-- Short exercise --
Recast the material below as a two-column CSV with the columns "request" and "answer", one row for each request in the material. Put each request's text and its answer in one quoted field each, and turn any line breaks into spaces.

-- Entries shown --
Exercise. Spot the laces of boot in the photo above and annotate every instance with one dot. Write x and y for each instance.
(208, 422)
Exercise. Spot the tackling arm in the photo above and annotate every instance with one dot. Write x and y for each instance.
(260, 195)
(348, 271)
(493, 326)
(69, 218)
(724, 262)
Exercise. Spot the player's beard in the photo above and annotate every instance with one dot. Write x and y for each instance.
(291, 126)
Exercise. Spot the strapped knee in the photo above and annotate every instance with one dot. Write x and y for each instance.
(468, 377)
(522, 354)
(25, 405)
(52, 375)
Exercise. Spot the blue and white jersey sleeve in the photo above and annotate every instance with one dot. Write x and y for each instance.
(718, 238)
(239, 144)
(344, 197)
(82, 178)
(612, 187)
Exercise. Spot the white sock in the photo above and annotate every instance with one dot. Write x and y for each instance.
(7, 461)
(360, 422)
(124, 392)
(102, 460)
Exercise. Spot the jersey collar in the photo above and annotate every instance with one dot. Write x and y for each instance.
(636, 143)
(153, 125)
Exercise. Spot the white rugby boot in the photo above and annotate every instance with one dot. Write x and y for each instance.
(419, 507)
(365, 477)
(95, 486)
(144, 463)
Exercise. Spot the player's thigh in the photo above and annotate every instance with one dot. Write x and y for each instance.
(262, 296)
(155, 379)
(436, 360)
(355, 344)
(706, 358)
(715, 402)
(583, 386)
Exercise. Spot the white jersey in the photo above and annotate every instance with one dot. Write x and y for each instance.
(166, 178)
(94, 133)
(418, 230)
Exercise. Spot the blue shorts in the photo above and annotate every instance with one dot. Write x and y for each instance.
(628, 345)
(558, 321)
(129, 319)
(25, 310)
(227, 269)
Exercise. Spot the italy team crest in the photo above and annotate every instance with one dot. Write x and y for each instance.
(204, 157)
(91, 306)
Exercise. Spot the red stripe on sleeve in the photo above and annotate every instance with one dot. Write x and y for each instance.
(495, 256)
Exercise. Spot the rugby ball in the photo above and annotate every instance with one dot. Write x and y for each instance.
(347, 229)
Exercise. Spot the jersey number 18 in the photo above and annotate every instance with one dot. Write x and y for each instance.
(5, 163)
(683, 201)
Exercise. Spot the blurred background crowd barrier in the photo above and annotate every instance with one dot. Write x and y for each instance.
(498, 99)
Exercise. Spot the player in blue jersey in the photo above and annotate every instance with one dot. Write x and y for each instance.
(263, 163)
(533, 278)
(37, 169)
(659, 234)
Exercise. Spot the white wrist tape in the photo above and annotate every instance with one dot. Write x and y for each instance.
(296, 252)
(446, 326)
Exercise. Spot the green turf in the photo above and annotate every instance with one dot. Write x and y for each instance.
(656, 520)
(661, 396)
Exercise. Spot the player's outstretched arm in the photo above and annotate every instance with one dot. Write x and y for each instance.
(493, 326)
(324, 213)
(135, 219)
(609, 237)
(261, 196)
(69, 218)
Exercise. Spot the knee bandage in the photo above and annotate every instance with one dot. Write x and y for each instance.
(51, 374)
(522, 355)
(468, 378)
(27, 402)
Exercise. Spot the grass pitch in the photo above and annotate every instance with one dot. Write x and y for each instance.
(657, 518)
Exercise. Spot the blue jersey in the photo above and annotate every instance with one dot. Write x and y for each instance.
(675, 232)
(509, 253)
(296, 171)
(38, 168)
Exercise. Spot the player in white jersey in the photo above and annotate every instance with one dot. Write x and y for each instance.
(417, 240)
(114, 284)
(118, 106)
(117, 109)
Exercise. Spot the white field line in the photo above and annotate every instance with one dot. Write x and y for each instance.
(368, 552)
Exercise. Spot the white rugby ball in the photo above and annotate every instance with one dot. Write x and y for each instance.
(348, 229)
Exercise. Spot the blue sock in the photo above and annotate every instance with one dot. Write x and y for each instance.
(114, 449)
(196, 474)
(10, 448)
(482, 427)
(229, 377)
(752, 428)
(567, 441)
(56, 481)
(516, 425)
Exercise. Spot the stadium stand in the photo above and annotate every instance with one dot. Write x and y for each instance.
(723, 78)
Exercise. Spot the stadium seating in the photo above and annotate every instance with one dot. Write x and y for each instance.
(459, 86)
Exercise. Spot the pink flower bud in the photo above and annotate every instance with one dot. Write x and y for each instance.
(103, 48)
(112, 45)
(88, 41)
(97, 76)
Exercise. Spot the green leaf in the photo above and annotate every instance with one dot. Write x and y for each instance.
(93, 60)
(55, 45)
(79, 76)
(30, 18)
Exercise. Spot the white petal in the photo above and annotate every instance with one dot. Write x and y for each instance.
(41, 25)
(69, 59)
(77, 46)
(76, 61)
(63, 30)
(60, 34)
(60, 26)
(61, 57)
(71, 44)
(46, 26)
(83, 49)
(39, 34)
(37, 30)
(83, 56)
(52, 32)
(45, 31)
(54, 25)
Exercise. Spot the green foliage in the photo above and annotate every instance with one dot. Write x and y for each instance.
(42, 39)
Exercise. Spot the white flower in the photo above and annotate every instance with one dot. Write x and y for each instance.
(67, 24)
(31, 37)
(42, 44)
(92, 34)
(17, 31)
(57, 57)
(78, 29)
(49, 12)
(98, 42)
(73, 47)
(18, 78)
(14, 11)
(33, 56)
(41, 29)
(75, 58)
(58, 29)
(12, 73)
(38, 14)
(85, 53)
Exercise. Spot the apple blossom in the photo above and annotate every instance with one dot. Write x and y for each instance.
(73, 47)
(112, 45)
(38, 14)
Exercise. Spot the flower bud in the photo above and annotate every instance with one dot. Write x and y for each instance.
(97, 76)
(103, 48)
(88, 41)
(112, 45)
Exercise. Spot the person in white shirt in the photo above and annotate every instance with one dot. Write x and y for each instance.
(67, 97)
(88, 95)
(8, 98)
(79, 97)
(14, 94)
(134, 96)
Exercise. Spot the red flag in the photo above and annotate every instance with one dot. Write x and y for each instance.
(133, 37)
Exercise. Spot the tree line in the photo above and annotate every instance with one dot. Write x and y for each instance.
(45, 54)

-- Complete answer --
request,answer
"Exercise. Spot the laces of boot in the photo above and annotate every instance with one dot. Write x and y for each instance.","(208, 422)"
"Exercise. Spot the tackling arm in the photo above and annotate every instance with one dot. Write x and y for each instance.","(260, 195) (348, 271) (493, 326) (69, 218) (724, 262)"
"Exercise. Spot the player's beard in the photo above and annotate every instance with one dot. Write x and y for each instance.","(291, 126)"
"Exercise. Spot the strapped knee in the photo above and annotate every instance with one dot. Write x and y for each instance.","(468, 377) (522, 354) (25, 405) (52, 375)"
"Exercise. Spot the blue and white jersey sleeve in the photo above and annotate every instance with one dot. Write x and y for each instance.","(718, 238) (239, 144) (344, 197) (82, 178) (612, 187)"
"Exercise. Spot the white sock in the photo above and annotate every instance with one dot. Write x and y for each instance.","(7, 461) (360, 422) (124, 392) (102, 460)"
"Exercise. Spot the jersey collar in the photo above and annotate every instance with one dot. Write x and y for each instance.","(636, 143) (153, 125)"
"Exercise. Spot the white rugby boot in the photo above and annotate every instance with one dot. Write x and y for each instance.","(419, 507) (365, 477) (95, 486) (144, 463)"
"Exercise. Spot the player's thigh in the photo above and annotate every instance with one dot. Write x and y for each instance.","(262, 296) (155, 379) (436, 360) (355, 344) (706, 358) (715, 402) (583, 386)"
"Exercise. Spot the white jersey in the photo above and annotate every instance with one dot. Write x and y for each instance.","(166, 178) (94, 133) (418, 230)"
"Exercise. Spot the blue shorts in the photo above and annotate every instance with one dot. Write x and y for each instance.","(628, 345) (558, 321) (129, 319) (25, 310) (227, 269)"
"Exercise. Spot the italy team crest in the photo above and annotate every instance with one dot. Write x and y for each instance.","(204, 157) (91, 306)"
"Exercise. Spot the red stripe on sleeve in the photo above and annotate every instance with one dot. Write x and y for each instance.","(495, 256)"
"Exercise. Spot the rugby ball in the photo above and annotate every instance with one dot. Write x and y for each instance.","(347, 229)"
"Exercise. Spot the jersey number 18 in the photo above and annotate every instance with one dot. Write x and y for each instance.","(5, 163) (683, 201)"
"Exercise. Spot the blurred background crowd barrier in the photo above and annotate every instance with one dot. Write x and y for each instance.","(498, 99)"
"Exercise. Spot the player in blue jersey in the photo above and annotate every instance with one dot. Write x and y for each instance.","(263, 163) (533, 278) (37, 169) (659, 234)"
"Exercise. Spot the white wrist tape in the photo above and annotate every instance with one dot. Write x and y for each instance.","(296, 252) (446, 326)"
"Exercise. Spot the green turf in the photo above and annotate every instance with one dot. Write x and y for each instance.","(656, 520) (661, 396)"
"Exercise. Spot the player's outstretched arm in the photo above and annotate every instance with one dot. Write x and y for each instance.","(493, 326) (324, 213) (135, 219) (609, 237) (261, 196) (69, 218)"
"Exercise. Spot the knee bandage in the photo above and annotate every instance with one dot. Write x and y for each instance.","(51, 374) (522, 355) (468, 378) (27, 402)"
"Exercise. Spot the grass pitch in the photo above and annotate every instance with one dot. Write x and y for each instance.","(657, 518)"
"Exercise. Spot the blue jersey in the photo above and annotate every instance with one dot. Write x and y for each instance.","(675, 232) (509, 253) (296, 171) (38, 168)"
"Exercise. Spot the player in white jersey in the photo above and annotate every instance with one dot. Write x and y for each instance.","(417, 240) (114, 284) (118, 106) (117, 109)"
"Exercise. Spot the white field line in the photo above and annotate every instance with one dot. Write x and y for each instance.","(368, 552)"
"Exercise. Spot the white rugby ball in the photo above and annotate every instance with one dot. Write x and y for each instance.","(348, 229)"
"Exercise. Spot the blue sock in the photo above and annotate every instance with one dot. Write x and y for each instance.","(114, 449) (196, 474) (10, 448) (482, 427) (229, 377) (752, 428) (567, 441) (56, 481) (516, 425)"
"Exercise. Spot the stadium stand in the photo above and annotate every instance with one dot. Write x and y for each instance.","(723, 78)"
"Exercise. Spot the stadium seating in the photo above and annotate every instance with one dot. Write x and y for each instance.","(459, 86)"
"Exercise. Spot the pink flower bud in the photo above and annotate every instance with one dot. Write x and y for each instance.","(103, 48) (112, 45) (88, 41) (97, 76)"
"Exercise. Spot the green leaf in the photo above and annotate every instance with one dot. Write x and y for each instance.","(93, 60) (55, 45) (79, 76) (30, 18)"
"Exercise. Spot the white petal in the photo above and annotate every instance with one dot. Write x and y for each instance.","(41, 25) (69, 59) (77, 46) (76, 61) (63, 30) (60, 34) (60, 26) (61, 57) (71, 44) (46, 26) (83, 49) (39, 34) (37, 30) (83, 56) (52, 32) (45, 31) (54, 25)"
"Exercise. Spot the green foliage in the photo above and annotate every instance with one dot. Write x and y for each instance.","(42, 39)"
"Exercise. Spot the white flower in the photo above and annotate every instance with one dot. Write x and y for each instance.","(67, 24) (31, 37) (42, 44) (92, 34) (17, 31) (57, 57) (78, 29) (49, 12) (98, 42) (73, 47) (18, 78) (14, 11) (33, 56) (41, 29) (75, 58) (58, 29) (12, 73) (38, 14) (85, 53)"
"Exercise. Spot the apple blossom in the photo above and annotate every instance with one dot. Write x and y for each instance.","(73, 47) (112, 45) (38, 14)"
"Exercise. Spot the flower bud in the photo above and annotate every instance with one dot. Write x and y for each instance.","(97, 76) (103, 48) (88, 41) (112, 45)"
"Exercise. Spot the person in white shirt in the photo above and annotate every instance with one dot. Write x and y for each instance.","(67, 97) (88, 95) (8, 98) (79, 97) (14, 94) (134, 96)"
"Exercise. Spot the red flag in the photo above and annotate every instance with one dot. Write x and y for each instance.","(133, 37)"
"Exercise. Spot the tree line in the photo above and annotate every instance with one dot. Write x and y for each instance.","(45, 54)"